> **Exercise set**
1 - Return the passage of the parse_index forum thread from "A good example" down to "only one feed.", word for word.
2 - Supply the next part of the parse_index forum thread, starting right after its final line.

> **Source excerpt**
┌──

Quote:
Originally Posted by ax42
The page http://www.kulturinfo.ch/kino/db_front/showact.php contains a list of films. I would like this list to be the 'table of contents' of my eBook and each link to go to a page giving the film details (as happens when you click on the webpage link). I'm busy overriding parse_index to get a list of feeds but seem to be stuck between choosing one of the following two options:
a) Return a list of films, which makes each film heading a feed with one article. This seems to lead to an intermediate page between the 'table of contents' and the actual film description, with this intermediate page having just the one film on it
|
Why?? This is quite pointless.
Quote:
Originally Posted by ax42
b) Return a one-item list, with all films attached as a list of articles to this one feed. This causes an table of contents with a single entry in it. The example I've been cribbing off (The Atlantic) does this too.
|
This is the way to go since TOC will be shown with the list of articles on the reader.
A good example of what you want to accomplish can be found in several recipes I wrote.
For example recipe Vreme does exactly what you want to do. We have one page that lists all articles we want to put into feed. So I just parse them by specific condition appropriate to that page and put found data into only one feed.
Code:
def parse_index(self):
articles = []
soup = self.index_to_soup(self.INDEX)
for item in soup.findAll(['h3','h4']):
description = ''
title_prefix = ''
feed_link = item.find('a')

└──

> **Recorded information**

┌──

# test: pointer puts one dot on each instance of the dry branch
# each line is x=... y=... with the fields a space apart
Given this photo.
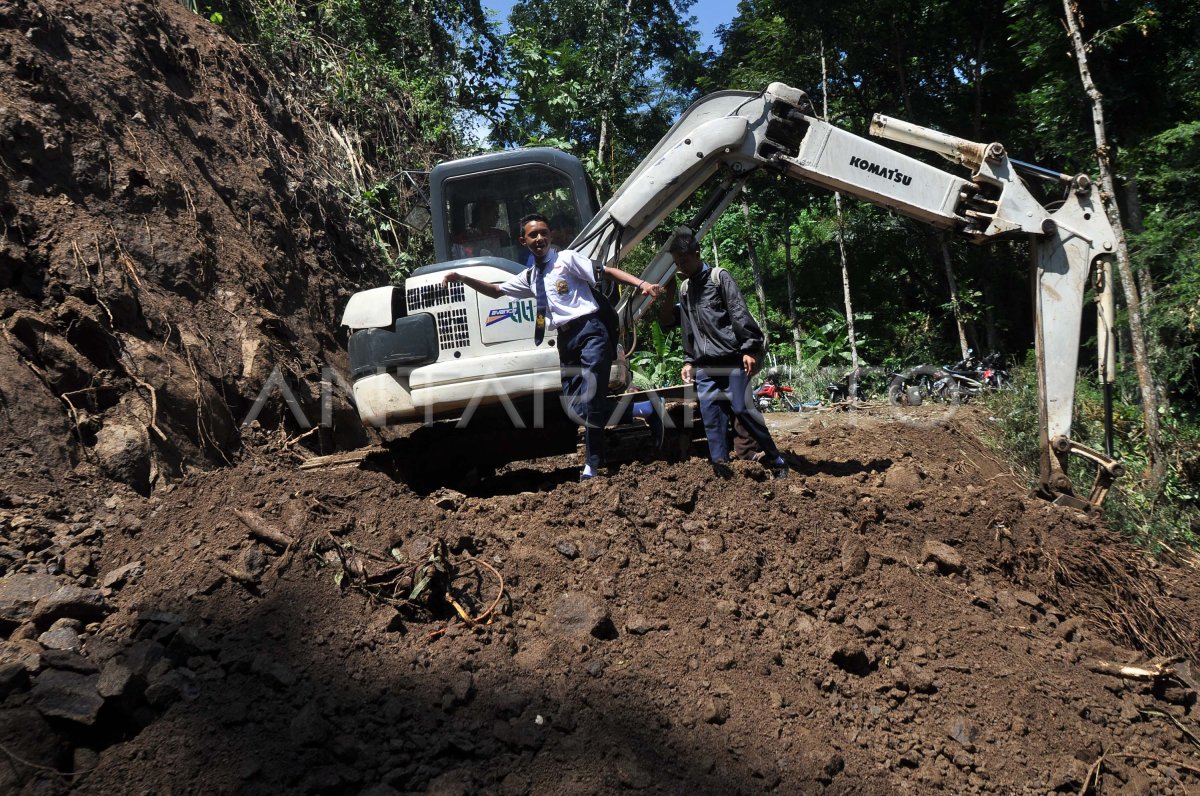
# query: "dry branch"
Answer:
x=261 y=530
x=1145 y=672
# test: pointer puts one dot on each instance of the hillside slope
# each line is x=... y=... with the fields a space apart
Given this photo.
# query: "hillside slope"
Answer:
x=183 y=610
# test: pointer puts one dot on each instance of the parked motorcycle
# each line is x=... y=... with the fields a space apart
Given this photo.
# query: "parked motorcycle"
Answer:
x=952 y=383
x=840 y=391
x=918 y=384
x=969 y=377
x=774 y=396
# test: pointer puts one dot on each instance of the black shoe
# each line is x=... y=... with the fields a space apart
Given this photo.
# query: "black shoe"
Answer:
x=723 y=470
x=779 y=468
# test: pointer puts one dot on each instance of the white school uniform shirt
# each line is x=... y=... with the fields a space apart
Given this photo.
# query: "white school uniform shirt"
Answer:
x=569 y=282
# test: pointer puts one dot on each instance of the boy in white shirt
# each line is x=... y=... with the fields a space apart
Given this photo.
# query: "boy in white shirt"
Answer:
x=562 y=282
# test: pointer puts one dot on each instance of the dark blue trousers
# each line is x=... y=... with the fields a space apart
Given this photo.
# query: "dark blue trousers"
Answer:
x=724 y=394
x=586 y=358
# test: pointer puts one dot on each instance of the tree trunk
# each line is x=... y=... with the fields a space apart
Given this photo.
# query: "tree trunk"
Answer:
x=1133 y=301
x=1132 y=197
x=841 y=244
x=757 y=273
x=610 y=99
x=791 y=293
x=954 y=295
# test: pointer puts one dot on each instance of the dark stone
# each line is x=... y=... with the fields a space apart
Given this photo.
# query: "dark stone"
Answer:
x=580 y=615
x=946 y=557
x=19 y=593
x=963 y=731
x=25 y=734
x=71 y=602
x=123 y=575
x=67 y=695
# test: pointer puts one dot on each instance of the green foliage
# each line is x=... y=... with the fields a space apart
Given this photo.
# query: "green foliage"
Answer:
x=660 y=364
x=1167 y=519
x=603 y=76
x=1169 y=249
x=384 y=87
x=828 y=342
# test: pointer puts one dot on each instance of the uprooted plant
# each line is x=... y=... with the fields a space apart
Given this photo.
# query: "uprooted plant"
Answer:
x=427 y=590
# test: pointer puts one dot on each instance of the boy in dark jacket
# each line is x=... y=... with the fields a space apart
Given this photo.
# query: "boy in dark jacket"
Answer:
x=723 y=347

└──

> **Final results**
1 -
A good example of what you want to accomplish can be found in several recipes I wrote.
For example recipe Vreme does exactly what you want to do. We have one page that lists all articles we want to put into feed. So I just parse them by specific condition appropriate to that page and put found data into only one feed.

2 -
if feed_link and feed_link.has_key('href') and feed_link['href'].startswith('/cms/view.php'):
url = self.INDEX + feed_link['href']
title = title_prefix + self.tag_to_string(feed_link)
date = strftime(self.timefmt)
articles.append({
'title' :title
,'date' :date
,'url' :url
,'description':description
})
return [(soup.head.title.string, articles)]
In your case it would look something like this:
Code:
def parse_index(self):
articles = []
soup = self.index_to_soup('http://www.kulturinfo.ch/kino/db_front/showact.php')
for item in soup.findAll('td',attrs={'class':'title'}):
description = ''
title_prefix = ''
feed_link = item.find('a')
if feed_link and feed_link.has_key('href'):
unneeded, sep, purl = feed_link['href'].partition('..')
url = 'http://www.kulturinfo.ch/kino' + purl
title = self.tag_to_string(feed_link)
date = strftime(self.timefmt)
articles.append({
'title' :title
,'date' :date
,'url' :url
,'description':description
})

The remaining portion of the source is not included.